- **Exercise description**: How many lines of the records below contain the word "chin"? Answer with the number alone.

Data extracted from a collection

»»

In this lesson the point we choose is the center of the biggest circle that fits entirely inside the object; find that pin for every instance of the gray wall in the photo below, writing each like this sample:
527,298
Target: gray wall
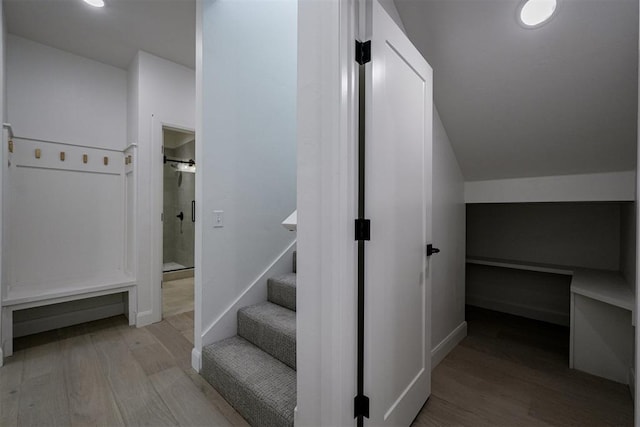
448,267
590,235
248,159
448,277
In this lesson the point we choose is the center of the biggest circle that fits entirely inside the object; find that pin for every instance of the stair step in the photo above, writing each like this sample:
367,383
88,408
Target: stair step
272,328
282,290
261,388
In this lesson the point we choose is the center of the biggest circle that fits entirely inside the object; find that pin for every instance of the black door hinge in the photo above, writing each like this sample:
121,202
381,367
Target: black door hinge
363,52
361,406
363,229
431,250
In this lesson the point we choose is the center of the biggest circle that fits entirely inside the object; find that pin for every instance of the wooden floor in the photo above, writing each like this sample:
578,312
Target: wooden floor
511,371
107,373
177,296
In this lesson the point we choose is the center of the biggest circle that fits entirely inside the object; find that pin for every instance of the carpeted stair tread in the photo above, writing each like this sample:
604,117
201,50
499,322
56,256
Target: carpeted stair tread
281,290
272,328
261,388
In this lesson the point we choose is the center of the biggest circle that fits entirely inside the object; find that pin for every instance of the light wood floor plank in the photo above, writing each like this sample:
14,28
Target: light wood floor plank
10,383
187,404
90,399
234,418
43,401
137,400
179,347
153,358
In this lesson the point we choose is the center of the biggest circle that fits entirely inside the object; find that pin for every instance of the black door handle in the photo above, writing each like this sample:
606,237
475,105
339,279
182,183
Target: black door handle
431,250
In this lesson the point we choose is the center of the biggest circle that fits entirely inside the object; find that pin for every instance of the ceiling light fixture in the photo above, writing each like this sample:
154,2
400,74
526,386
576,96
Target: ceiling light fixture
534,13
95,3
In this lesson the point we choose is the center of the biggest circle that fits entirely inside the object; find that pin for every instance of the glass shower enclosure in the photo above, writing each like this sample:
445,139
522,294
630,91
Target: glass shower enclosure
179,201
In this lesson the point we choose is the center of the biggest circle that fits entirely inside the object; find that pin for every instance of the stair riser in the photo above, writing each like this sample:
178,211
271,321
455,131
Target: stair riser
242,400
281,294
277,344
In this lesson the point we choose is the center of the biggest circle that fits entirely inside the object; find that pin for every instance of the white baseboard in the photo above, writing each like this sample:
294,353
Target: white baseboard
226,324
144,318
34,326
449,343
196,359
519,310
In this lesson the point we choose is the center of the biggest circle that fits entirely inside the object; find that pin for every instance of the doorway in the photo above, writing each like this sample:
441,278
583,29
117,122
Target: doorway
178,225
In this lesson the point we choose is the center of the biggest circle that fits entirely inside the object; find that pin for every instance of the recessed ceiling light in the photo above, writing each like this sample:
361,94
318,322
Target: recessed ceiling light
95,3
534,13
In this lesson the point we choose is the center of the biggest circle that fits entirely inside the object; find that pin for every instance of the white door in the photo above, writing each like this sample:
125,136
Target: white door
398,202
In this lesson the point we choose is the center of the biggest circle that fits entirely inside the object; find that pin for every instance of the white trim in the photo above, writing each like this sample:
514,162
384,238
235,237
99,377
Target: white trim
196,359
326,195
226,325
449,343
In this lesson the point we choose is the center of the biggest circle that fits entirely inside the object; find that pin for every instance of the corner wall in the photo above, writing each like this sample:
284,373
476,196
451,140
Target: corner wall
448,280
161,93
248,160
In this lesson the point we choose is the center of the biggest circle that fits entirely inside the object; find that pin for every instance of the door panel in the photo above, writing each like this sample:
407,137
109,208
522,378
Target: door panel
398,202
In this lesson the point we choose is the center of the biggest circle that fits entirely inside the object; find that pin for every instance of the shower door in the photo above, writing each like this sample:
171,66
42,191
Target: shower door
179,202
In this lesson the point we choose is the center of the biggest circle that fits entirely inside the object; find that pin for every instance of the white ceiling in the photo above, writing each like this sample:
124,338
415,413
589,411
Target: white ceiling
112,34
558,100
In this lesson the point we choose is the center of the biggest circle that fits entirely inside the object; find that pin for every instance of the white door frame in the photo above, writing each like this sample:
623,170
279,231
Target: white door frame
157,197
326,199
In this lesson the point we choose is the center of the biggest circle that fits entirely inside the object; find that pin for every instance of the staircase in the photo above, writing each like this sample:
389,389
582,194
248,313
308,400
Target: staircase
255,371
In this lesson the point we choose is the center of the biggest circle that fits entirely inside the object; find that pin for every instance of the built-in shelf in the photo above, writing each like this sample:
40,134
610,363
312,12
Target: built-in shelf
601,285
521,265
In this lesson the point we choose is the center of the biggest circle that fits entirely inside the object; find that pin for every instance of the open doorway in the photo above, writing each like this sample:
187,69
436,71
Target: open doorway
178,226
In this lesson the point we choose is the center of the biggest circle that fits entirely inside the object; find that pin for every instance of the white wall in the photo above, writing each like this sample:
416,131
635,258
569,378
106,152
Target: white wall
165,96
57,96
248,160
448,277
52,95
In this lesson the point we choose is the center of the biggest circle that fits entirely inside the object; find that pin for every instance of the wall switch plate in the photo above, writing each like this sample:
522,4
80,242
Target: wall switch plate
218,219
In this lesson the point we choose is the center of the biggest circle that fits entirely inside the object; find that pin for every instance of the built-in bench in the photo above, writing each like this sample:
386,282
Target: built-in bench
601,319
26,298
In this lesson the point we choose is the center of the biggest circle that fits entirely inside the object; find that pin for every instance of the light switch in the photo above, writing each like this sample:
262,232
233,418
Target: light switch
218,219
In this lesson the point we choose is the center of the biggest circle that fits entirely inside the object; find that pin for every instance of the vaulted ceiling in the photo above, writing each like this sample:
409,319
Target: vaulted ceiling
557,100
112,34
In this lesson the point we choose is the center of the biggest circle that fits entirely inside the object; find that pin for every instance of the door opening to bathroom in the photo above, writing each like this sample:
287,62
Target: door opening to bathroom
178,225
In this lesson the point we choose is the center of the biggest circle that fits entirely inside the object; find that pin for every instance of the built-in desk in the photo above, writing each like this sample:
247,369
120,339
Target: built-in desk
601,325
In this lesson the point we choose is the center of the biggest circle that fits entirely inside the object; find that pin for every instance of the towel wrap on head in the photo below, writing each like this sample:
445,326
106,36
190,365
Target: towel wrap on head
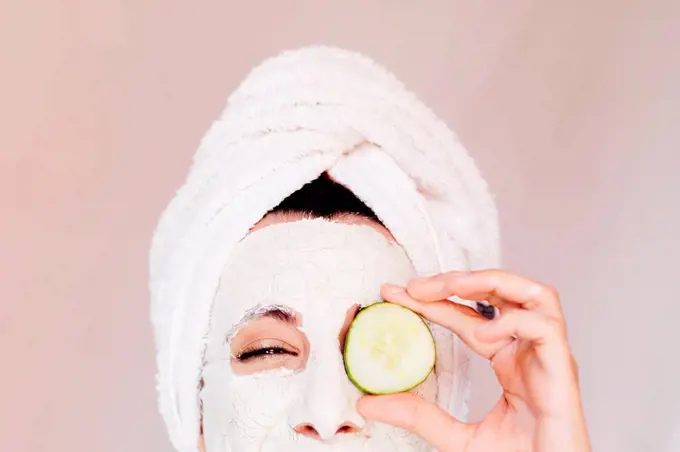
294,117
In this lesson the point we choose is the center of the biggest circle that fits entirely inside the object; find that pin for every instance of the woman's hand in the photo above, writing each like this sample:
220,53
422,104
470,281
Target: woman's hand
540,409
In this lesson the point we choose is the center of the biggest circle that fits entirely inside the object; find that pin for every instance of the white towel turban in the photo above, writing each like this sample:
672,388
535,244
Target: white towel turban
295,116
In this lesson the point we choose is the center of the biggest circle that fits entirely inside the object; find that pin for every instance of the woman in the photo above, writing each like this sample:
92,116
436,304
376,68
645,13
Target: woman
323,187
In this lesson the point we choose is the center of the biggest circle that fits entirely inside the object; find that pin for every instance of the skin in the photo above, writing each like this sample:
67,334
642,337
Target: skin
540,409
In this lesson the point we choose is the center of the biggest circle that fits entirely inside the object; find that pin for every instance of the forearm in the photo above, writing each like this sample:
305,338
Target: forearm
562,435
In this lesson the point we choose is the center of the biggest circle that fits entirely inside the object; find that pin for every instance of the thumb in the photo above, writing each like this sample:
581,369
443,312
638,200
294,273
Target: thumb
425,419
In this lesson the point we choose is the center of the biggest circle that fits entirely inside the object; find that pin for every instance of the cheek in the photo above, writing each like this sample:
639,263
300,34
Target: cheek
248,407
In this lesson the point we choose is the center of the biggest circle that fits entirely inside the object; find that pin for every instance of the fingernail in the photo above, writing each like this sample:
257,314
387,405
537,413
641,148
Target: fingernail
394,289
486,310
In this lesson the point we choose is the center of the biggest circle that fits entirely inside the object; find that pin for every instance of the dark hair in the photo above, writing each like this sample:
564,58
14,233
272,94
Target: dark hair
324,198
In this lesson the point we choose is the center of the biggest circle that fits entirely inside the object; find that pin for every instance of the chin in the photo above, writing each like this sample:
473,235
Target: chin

««
»»

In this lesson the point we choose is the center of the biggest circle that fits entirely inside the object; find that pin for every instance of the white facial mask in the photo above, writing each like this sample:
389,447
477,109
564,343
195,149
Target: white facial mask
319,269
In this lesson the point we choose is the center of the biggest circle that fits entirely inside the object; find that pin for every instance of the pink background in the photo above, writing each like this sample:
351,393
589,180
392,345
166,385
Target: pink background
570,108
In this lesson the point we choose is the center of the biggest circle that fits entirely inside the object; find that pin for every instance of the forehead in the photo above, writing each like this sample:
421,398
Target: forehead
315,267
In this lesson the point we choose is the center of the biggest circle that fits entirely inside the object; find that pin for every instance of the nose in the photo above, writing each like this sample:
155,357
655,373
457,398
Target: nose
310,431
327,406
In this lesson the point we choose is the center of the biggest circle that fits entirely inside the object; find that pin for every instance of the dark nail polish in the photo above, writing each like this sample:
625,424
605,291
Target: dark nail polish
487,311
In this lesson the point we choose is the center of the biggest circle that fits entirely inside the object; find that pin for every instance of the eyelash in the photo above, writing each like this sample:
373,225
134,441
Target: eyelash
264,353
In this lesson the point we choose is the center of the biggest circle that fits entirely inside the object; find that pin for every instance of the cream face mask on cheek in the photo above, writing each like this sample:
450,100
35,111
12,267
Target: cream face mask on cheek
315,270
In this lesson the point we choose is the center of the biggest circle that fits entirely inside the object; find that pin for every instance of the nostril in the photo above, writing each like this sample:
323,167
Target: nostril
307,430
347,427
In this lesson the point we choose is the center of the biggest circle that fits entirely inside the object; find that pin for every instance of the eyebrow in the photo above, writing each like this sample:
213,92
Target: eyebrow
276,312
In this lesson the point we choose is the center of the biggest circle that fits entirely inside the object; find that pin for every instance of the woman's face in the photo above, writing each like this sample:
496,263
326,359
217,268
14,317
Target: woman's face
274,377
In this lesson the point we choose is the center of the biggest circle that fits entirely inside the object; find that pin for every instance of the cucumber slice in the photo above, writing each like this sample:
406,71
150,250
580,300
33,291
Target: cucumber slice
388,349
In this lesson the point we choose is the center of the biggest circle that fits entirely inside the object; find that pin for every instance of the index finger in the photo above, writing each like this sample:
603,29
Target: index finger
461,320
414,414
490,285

««
»»

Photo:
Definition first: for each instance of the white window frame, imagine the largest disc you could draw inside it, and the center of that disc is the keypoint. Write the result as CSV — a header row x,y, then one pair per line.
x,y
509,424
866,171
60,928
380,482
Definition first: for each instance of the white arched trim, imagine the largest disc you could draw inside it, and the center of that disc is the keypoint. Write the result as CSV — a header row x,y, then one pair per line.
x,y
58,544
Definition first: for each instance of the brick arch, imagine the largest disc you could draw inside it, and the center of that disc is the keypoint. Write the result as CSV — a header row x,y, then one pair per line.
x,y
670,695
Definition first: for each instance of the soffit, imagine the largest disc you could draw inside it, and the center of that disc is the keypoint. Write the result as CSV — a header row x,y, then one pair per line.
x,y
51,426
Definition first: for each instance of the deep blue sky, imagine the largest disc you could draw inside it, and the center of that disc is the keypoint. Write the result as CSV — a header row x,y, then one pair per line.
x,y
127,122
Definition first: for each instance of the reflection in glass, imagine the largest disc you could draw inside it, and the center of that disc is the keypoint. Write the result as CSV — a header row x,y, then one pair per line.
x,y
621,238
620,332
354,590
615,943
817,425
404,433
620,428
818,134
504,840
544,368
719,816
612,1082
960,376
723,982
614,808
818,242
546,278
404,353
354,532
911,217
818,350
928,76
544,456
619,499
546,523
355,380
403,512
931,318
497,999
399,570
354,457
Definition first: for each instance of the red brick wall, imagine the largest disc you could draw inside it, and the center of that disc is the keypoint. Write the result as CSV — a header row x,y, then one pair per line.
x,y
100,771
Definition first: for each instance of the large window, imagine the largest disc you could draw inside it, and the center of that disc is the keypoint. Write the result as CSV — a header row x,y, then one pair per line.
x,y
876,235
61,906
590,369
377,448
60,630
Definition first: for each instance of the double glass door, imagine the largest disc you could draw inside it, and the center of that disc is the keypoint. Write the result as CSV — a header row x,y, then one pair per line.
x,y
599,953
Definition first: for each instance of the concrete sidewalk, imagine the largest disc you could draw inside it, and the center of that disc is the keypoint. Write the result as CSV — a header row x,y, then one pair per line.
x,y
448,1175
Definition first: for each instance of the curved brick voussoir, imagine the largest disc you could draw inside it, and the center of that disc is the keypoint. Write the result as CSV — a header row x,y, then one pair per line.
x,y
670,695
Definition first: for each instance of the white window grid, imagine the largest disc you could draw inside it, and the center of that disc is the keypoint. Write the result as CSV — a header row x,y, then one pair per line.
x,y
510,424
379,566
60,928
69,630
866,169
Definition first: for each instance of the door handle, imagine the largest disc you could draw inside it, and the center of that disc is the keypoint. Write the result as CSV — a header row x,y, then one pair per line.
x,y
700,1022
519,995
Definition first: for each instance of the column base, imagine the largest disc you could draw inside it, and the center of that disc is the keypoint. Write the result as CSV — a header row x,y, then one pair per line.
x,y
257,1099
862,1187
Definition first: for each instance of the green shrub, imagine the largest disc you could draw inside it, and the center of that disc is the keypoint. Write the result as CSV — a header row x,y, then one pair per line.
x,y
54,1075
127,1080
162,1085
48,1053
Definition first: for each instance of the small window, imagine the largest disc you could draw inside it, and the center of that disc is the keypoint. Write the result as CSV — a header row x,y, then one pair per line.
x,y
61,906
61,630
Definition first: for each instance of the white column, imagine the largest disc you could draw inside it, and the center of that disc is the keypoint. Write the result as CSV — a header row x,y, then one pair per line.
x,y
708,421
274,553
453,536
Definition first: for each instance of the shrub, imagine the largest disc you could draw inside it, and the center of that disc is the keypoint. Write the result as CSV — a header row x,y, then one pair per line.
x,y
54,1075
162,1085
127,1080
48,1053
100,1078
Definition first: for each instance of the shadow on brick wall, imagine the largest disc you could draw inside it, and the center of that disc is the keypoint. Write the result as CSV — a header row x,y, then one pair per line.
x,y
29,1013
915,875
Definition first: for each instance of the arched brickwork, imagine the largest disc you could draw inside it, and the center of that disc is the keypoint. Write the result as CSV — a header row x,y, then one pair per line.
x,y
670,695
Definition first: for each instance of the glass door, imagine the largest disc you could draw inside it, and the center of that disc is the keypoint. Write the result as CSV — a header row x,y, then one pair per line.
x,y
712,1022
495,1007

««

- **Answer box**: 2